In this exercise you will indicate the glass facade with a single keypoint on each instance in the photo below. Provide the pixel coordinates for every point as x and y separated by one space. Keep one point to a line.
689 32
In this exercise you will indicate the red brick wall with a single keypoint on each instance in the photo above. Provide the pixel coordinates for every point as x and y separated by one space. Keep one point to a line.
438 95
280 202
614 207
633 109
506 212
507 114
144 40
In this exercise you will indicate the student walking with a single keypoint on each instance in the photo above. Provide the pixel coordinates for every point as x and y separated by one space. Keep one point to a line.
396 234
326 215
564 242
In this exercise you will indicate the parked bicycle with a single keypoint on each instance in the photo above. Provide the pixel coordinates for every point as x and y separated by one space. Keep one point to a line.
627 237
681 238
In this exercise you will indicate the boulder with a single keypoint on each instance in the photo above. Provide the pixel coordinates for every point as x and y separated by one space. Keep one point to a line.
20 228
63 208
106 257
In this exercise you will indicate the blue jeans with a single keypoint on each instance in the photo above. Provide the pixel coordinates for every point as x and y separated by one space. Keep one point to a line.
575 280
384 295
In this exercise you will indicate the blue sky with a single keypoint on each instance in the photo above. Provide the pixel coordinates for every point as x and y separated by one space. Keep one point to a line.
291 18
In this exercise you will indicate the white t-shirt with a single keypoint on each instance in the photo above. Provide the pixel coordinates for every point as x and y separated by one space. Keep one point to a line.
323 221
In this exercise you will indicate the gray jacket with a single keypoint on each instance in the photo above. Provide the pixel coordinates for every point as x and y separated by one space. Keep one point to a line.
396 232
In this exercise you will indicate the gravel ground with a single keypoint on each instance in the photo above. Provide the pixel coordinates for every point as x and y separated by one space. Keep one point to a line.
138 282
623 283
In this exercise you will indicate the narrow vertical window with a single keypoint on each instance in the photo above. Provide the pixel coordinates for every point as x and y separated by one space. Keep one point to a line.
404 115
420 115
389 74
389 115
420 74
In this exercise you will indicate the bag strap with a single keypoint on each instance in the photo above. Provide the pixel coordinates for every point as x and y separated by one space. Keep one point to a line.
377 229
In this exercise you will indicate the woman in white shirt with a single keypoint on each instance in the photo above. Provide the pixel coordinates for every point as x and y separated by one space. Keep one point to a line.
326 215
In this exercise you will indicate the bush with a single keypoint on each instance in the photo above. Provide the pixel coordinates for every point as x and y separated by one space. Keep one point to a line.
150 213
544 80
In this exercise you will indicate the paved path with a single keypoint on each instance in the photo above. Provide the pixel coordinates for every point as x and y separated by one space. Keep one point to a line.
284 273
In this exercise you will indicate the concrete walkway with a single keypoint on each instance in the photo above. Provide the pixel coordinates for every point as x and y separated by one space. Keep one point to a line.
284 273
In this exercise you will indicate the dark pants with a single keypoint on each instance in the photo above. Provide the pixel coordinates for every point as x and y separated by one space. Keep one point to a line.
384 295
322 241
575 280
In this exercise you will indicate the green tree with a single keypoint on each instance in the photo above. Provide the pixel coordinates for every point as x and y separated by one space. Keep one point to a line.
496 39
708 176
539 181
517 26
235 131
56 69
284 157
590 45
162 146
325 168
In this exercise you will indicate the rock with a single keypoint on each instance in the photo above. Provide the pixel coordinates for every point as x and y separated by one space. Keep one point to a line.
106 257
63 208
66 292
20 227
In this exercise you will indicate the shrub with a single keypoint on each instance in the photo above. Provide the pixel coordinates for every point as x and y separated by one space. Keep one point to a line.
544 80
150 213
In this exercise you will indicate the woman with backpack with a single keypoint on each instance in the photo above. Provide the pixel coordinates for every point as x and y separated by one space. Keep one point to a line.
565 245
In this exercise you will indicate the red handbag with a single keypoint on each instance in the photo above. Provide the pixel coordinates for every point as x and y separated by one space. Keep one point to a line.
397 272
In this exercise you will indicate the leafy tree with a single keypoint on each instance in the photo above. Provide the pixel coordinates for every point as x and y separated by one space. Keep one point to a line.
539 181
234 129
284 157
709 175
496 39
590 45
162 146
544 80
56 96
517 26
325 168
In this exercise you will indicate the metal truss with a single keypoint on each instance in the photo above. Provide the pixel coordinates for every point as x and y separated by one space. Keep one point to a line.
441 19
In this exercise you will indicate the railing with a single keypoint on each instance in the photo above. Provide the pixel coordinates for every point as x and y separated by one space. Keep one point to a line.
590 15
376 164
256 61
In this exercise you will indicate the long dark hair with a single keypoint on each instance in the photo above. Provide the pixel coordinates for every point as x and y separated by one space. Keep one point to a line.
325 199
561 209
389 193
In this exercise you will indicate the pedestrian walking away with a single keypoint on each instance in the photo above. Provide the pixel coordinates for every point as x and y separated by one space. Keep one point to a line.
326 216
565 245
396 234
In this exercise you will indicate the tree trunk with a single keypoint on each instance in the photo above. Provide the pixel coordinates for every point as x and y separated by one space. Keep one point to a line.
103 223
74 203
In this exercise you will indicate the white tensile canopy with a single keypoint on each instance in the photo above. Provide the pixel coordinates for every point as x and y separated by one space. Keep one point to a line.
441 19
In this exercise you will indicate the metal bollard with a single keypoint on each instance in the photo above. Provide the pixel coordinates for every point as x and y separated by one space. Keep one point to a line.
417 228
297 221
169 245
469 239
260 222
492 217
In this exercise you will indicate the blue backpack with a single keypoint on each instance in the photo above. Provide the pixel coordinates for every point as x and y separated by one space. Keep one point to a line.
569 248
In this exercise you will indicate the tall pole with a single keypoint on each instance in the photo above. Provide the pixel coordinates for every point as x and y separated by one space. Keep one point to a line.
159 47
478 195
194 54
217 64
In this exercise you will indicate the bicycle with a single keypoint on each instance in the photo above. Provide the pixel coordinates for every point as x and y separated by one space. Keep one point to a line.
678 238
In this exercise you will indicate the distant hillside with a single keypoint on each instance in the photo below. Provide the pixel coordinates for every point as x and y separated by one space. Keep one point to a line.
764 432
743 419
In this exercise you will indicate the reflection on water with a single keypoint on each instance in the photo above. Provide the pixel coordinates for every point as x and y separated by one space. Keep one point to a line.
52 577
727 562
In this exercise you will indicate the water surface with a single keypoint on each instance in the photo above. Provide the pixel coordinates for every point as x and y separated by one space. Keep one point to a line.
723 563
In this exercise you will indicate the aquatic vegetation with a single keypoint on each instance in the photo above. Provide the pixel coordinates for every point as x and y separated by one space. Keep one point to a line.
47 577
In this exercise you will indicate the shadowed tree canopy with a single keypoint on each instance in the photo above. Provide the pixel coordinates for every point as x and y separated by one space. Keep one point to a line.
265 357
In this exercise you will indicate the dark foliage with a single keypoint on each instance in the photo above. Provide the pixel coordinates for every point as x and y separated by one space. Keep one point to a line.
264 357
-------
> Your objective: Set down every one of the rows above again, word for word and line for line, with no changes.

> Written response:
In this exercise you will indicate the glass facade with a single keypoint on each instance in the photo below. Provide the pixel coordinates for every point as x and y separated by one space. Keep one point to a line.
689 32
In this exercise you will indicate the red brick wall with a single keypoint on each instance in the photo above. Provide the pixel coordinates for every point as x and y separated by one space. Keep one point to a line.
438 95
280 202
614 207
633 109
506 212
507 114
144 40
In this exercise you will indicate the student walking with a single keypoint on each instance in the photo above. Provide the pixel coordinates for every point as x and y separated by one space. Keep one point to a line.
396 234
326 215
564 242
In this exercise you will indicate the parked bicycle with a single keypoint on each instance in the photo above. Provide the pixel coordinates for every point as x and y separated by one space. Keep one point to a line.
627 237
681 238
In this exercise you will indicate the boulder with a single keypoint on each instance in the photo above. Provide the pixel coordinates for every point as x and y separated by one space. Keep one point to a line.
20 228
63 208
106 257
In this exercise you will indicate the blue jeans with a single keypoint on each instance in the photo above. Provide the pixel coordinates for every point as x and y separated by one space. Keep one point to a line.
575 280
384 295
In this exercise you will indicate the blue sky with a single keypoint on each instance in the photo above. Provide the pixel coordinates for every point as x and y separated by one space. Keep one point to a line.
291 18
In this exercise you will indicate the white t-shirt with a single keypoint on each instance in the photo above. Provide the pixel coordinates for every point as x and y separated by one space. Keep one point to a line.
323 221
In this exercise you will indicate the gray jacket with a single keypoint on each instance in the photo above. Provide the pixel coordinates for every point as x and y separated by one space. Keep one point to a line.
396 232
In this exercise you will indicate the gravel ground with a single keypoint on each instance in the photo above. Provide the pixel coordinates for every point as x and y separated by one space. Keep one point to a line.
138 282
623 283
In this exercise you will indicate the narrow vertical window with a single keypoint on each instance in the photo above. Provide the pixel coordinates for every point as x and y separated by one space. Keep one point to a line.
404 115
420 115
389 74
389 115
420 74
In this exercise you will indicate the bag strap with a single keypoint on each instance in the photo above. Provide the pixel coordinates for every point as x and y separated by one space. Keep one point to a line.
377 229
In this exercise you will indicate the woman in white shirt with a single keypoint on each instance in the photo above. Provide the pixel coordinates for every point as x and y separated by one space. Keep one point to a line.
326 215
In this exercise you will indicate the bush with a single keypoint on each instance in the photo above. Provide the pixel coordinates for every point as x and y separated by one space. Keep one point to a line.
150 213
544 80
In this exercise you will indicate the paved path with a single keypoint on each instance in the photo above. Provide the pixel coordinates for every point as x and y separated by one space. Keep one point to a line.
284 273
In this exercise you will indicate the concrete walkway with a single keypoint on each instance in the photo above. Provide the pixel coordinates for every point as x and y separated by one space. Keep one point to a line.
284 273
In this exercise you will indicate the dark pants with a single keypoint on each instance in the photo above. Provide the pixel coordinates for every point as x and y separated by one space. Keep one point to a line.
384 295
322 241
575 280
In this exercise you will indicate the green tree with a single keypoint on each instance in the photo above. Provide the pixel coordinates for every point as x and y separated by one space. Keep one point to a line.
496 39
708 176
539 181
517 26
235 131
56 69
284 157
590 45
162 146
325 168
In this exercise you will indicate the rock with a single keypoint on each instance in the photo above. Provide the pixel coordinates for every point as x and y separated by one space. Keep one point to a line.
106 257
63 208
66 292
20 227
In this exercise you will indicate the shrub with a single keypoint on each instance in the photo above. Provide the pixel coordinates for every point as x and y separated by one space. Keep one point to a line.
544 80
150 213
In this exercise you will indicate the woman with backpack with a single keypoint on each instance in the photo above. Provide the pixel coordinates for every point as x and y separated by one space. Keep one point to a line.
565 245
In this exercise you will indicate the red handbag with a single keypoint on each instance in the photo above. Provide the pixel coordinates for every point as x and y separated by one space. Keep one point to a line.
397 272
In this exercise you will indicate the leafy tree with a single keypoint on each instance in the photo above. Provide the pixel coordinates for every point as x and y separated by one space. Keep one point to a line.
539 181
234 129
284 157
709 175
496 39
590 45
162 146
544 80
56 96
517 26
325 168
In this exercise you will indicate the metal truss with a single keypoint on each instance in the photo above. Provide the pixel coordinates for every point as x and y separated by one space. Keep one point to a line.
441 19
In this exercise you will indicate the railing with a single keypoint on each instance in the photo above. Provide the pixel coordinates for every point as x and y separated by one space. Keep one point to a line.
590 15
376 164
256 61
In this exercise you will indicate the long dark hair with a single keypoint on each instance in the photo above. Provide the pixel coordinates for every point as x and y separated by one space. Keep one point to a line.
325 199
561 209
389 193
In this exercise you will indicate the pedestrian walking away with a single keypoint on each instance in the photo above. Provide the pixel coordinates for every point as x and y separated by one space. Keep one point to a line.
326 216
565 245
396 234
In this exercise you will indicate the tree trunk with a single keypoint on each instance in the photo above. Provide the pixel coordinates for every point as x and y separated by one space. Keep one point to a line.
103 223
74 203
In this exercise you will indicate the white tensile canopy with a single keypoint on each instance in the photo above. Provide the pixel coordinates for every point as x and y separated by one space. Keep one point to a line.
441 19
In this exercise you will indicate the metal bollard with a single keypoint on each instance in the photo above. Provide the pixel coordinates for every point as x and y separated by one space. Keep one point to a line.
417 228
297 221
169 245
469 239
260 222
492 217
In this exercise you will indicate the blue backpack with a single keypoint on each instance in the photo above. Provide the pixel coordinates for every point as x and y separated by one space. Keep one point to a line.
569 248
In this exercise you will indicate the tall pole with a single keypoint on each instance in the photo above. Provide the pixel coordinates for every point as x and y separated by one space. Keep one point to a line.
159 47
478 195
194 54
217 64
In this exercise you will indicate the bicycle with a single keypoint on each instance in the photo above. Provide the pixel coordinates for every point as x and y separated by one space. Keep one point to a line.
678 238
In this exercise you will indicate the distant hillside with a single keypoint on each instance in the photo below. Provide the pixel coordinates for every point as x and y separated by one space. Keep one point to a line.
764 432
743 419
In this exercise you will indicate the reflection on water with a single keypoint on each instance in the photo above. Provide the pixel coordinates for every point as x and y separated by one space. Keep one point to a line.
52 577
727 562
In this exercise you will indicate the water surface with a single keypoint on each instance in the photo above. Provide the pixel coordinates for every point as x and y separated by one space. Keep one point to a line.
723 563
In this exercise you will indicate the aquatic vegetation with a single keypoint on each instance in the photo above. Provide the pixel coordinates for every point as x and y separated by one space. Keep one point to a line.
47 577
In this exercise you will indicate the shadowed tree canopy with a single keypoint on each instance in the photo above. Provide the pixel coordinates for every point as x and y separated by one space. Keep one point to a line.
265 357
In this exercise you will indicate the dark foliage with a single keypoint on each instance in the photo above. Provide the pixel coordinates for every point as x and y separated by one space. Keep one point to a line.
264 357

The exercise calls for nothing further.